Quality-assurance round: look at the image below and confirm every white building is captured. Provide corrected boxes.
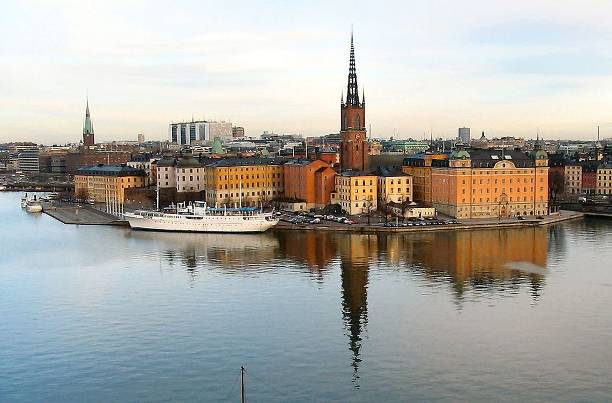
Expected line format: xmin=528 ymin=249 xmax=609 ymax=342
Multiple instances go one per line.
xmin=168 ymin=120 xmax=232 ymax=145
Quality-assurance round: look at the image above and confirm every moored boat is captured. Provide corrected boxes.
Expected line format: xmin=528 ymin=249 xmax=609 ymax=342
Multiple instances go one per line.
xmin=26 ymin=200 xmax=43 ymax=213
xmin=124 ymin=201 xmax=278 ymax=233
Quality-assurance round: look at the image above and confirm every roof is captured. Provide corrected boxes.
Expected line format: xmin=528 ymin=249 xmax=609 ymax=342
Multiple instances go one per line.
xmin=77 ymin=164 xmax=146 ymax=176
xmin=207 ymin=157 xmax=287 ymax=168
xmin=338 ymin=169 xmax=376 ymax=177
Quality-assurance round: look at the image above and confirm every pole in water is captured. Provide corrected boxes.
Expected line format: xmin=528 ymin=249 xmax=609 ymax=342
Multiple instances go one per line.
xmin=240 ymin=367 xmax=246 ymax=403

========

Rewrite the data starting with the line that contains "water is captured. Provide corrected boxes." and going on through the end, keeping every line and shifting each bounding-box answer by adding 35 to all four of its coordinates. Leave the sample line format unchanged.

Quality-assurance round: look at the image above and confirm every pole in water is captured. Provide corrected boxes.
Expected line format: xmin=528 ymin=249 xmax=609 ymax=342
Multiple instances go one per line.
xmin=275 ymin=402 xmax=281 ymax=438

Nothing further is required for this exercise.